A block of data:
——————————
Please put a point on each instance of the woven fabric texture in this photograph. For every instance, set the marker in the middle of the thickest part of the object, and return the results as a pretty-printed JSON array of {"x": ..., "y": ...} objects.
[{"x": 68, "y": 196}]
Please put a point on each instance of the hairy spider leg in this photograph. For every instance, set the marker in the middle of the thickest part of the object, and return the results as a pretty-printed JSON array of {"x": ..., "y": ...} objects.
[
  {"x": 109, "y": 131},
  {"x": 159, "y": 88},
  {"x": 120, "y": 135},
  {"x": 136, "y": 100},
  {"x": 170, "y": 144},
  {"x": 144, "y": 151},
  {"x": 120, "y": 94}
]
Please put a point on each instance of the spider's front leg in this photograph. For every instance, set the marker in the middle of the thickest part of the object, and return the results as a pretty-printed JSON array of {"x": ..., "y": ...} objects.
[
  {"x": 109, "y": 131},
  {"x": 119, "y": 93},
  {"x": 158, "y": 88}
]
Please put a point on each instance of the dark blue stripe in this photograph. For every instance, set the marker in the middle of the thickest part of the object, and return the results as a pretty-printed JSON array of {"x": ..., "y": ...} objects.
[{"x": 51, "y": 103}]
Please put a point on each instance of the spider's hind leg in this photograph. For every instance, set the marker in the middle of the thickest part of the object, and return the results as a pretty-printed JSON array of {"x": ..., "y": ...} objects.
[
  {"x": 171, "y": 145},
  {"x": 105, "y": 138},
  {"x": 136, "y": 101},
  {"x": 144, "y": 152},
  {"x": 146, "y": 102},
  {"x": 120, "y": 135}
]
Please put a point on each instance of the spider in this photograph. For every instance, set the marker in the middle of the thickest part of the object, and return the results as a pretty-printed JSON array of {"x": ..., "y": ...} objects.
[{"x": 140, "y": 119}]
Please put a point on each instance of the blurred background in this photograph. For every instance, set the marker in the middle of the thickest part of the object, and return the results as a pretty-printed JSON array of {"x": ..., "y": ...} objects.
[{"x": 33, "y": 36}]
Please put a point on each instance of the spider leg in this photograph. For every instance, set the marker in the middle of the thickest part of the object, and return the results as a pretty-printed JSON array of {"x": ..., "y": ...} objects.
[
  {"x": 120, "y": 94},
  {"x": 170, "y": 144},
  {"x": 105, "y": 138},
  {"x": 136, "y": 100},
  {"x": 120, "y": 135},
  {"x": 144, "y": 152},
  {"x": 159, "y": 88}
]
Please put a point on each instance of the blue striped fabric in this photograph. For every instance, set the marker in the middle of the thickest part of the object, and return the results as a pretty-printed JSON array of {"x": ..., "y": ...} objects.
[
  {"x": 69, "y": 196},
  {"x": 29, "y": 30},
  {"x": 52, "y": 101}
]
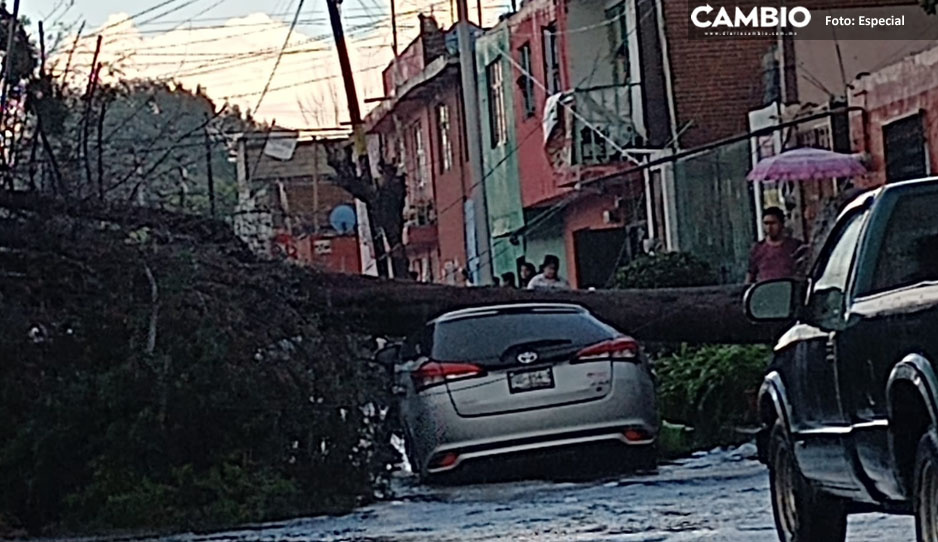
——————————
Challenge:
Report every line of the listing above that contains the word "hairy", copying each such line in full.

Solution to this exercise:
Please put a point on each instance of the hairy spider leg in this photograph. For every instance, set the marker in the middle of the thickest part of the object, and return the results as a pretty-printed JSON array of {"x": ..., "y": ...} objects.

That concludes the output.